** WHAT THIS TASK INVOLVES **
Please gather every line in the entries below that contains the string "queried".

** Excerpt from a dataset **
>>>>>

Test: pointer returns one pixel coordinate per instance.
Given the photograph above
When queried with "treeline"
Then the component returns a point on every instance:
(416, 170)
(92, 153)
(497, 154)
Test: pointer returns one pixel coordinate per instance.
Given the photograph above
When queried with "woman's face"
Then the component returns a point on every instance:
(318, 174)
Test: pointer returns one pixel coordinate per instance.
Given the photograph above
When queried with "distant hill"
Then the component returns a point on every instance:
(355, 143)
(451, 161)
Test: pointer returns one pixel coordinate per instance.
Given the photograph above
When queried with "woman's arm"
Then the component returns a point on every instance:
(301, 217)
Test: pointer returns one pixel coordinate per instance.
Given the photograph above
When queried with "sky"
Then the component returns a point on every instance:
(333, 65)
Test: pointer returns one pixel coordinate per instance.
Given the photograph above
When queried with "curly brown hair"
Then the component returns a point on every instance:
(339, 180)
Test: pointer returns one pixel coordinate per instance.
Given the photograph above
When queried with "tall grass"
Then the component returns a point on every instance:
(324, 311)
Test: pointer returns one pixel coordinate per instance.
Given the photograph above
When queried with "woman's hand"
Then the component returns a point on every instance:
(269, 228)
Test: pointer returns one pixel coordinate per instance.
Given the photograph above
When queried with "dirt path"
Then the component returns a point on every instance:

<<<<<

** FINISHED TASK **
When queried with "treeline"
When queried with "woman's face"
When queried with "distant hill"
When queried with "woman's arm"
When queried with "sky"
When queried with "curly brown hair"
When queried with "tall grass"
When queried with "woman's hand"
When queried with "dirt path"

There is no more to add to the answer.